| Selected text |
_ _ _

4.5.10

Patchwork Girl: Hypertext, and playing god with the written word.

Shelley Jackson's "Patchwork Girl" is not only a magnificent example of hypertext narration but an insightful commentary on the genre as well. Jackson turns her Patchwork Girl into a symbol of hypertext as well as the creative process.
When you open the program, you are presented with an image of a woman, presumably the titular character.(Fig 1) You are then brought to the title page, which presents the options of Graveyard, Journal, Quilt and Story(Fig 2). The story is the Patchwork Girl's story, from her creation to her travels in America to her eventual death. The story is mostly linear though there are many possibilities for diverging, especially as the story goes on and becomes more and mote complex. Often I got confused as to what words were clickable and which were not, as they all appeared the same. Luckily pressing the ctrl button played red boxes around the links (Fig 3). The journal was Mary Shelley's (the fictionalized Mary Shelley's) journal from the time she created the patchwork girl. I particularly enjoyed the joining of the two narratives by the use of links that went between the two. Quilt was interesting, it spliced and resewed different text excerpts, from sources as varied as Frank Baum, Mary Shelley, Derrida and studies on psychology. The lexias in this section illuminated the different sources of inspiration Jackson drew upon and the ways that writing this piece was like 'quilting' from previous texts. In Graveyard, you are encouraged to learn the stories of the men and women whom the Patchwork Girl was sewn from, and make connections as to how their personalities had a role in shaping the Patchwork Girl.

_ _ _

[Data for pointing to described regions]
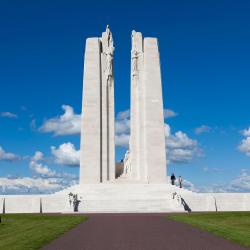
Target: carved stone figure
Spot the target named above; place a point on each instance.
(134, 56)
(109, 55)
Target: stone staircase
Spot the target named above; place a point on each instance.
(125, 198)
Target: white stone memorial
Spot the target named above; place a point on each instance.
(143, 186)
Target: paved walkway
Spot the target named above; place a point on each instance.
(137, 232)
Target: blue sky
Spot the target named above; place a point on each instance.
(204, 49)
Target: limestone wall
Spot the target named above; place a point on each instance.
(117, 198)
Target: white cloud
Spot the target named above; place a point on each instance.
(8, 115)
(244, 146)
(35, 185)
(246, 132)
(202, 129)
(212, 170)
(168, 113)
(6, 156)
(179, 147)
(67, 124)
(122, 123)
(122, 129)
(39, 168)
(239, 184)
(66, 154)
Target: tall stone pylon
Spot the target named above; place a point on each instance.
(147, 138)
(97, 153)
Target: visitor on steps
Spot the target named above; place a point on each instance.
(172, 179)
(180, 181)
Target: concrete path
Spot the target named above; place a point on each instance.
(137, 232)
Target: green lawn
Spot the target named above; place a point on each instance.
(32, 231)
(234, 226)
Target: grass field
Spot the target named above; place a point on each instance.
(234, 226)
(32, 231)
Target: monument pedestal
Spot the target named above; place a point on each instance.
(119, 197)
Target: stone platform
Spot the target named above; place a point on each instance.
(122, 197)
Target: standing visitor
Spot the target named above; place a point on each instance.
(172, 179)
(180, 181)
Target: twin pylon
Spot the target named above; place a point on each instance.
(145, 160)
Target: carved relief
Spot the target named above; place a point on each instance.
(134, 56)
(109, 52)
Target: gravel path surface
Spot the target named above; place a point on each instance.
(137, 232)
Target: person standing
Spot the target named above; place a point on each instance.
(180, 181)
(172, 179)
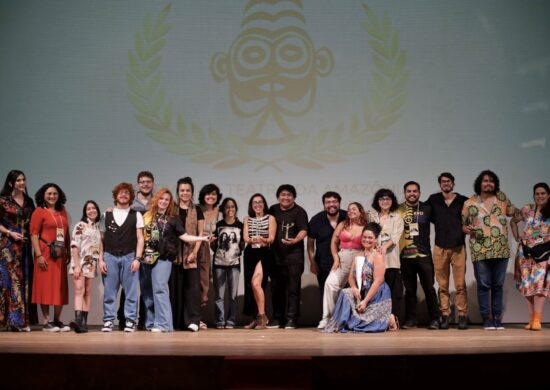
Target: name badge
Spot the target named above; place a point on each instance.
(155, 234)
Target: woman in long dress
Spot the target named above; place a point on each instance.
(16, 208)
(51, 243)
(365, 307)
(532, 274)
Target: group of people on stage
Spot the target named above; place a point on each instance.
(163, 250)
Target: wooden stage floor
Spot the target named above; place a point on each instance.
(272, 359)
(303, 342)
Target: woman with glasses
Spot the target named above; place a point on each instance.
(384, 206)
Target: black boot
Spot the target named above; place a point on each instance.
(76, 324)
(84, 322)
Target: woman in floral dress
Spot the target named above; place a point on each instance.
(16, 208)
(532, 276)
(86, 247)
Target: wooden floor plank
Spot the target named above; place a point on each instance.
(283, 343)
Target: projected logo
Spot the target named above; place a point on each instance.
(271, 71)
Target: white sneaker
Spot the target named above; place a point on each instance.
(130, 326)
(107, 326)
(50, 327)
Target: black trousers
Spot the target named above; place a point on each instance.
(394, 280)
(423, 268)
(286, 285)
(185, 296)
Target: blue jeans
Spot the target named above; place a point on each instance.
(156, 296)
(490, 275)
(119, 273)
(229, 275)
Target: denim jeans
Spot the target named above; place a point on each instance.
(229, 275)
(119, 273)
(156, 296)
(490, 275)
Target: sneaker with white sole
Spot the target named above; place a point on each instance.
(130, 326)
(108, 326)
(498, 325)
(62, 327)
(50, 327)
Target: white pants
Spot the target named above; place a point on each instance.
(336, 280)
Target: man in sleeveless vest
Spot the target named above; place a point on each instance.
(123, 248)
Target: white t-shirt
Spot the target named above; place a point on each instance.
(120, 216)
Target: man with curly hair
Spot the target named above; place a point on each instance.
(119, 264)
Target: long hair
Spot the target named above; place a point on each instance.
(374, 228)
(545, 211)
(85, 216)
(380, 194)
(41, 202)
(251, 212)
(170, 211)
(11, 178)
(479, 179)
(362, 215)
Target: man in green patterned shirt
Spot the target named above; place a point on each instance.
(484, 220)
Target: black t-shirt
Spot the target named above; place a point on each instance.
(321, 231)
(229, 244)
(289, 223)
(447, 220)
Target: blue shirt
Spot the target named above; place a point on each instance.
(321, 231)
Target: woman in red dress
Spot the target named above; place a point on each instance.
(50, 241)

_ _ _

| Try it |
Answer these about the review of Patchwork Girl:
(a) Which four options does the title page present?
(b) Pressing which button displayed red boxes around the links?
(c) According to the review, whose journal makes up the Journal section?
Rely only on the review of Patchwork Girl, not on the rows.

| Answer box |
(a) Graveyard, Journal, Quilt and Story.
(b) The ctrl button.
(c) The fictionalized Mary Shelley's journal from the time she created the patchwork girl.